■ WHAT YOU SHOULD DO ■
Extract every text line from the items below verbatim, leaving out the pictures.

>> begin DATA

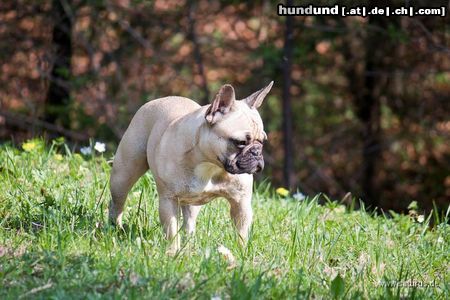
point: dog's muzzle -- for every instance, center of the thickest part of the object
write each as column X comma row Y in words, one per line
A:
column 250, row 160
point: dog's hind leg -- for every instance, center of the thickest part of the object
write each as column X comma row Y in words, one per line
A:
column 130, row 163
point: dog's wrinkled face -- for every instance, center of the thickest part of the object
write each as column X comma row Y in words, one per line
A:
column 236, row 132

>> end DATA

■ RESULT FOR THIS TASK ■
point: dog's muzzle -- for every instance, center of the thickest part of the object
write each as column X comma row Y in words, one per line
A:
column 250, row 160
point: dog's hind leg -- for every instance, center of the thickest part of the object
write each as column X comma row Y in words, one per line
A:
column 130, row 163
point: dog's wrinkled face -- for every instance, center of the thickest part of the object
write each as column X comma row Y in words, one per line
A:
column 236, row 132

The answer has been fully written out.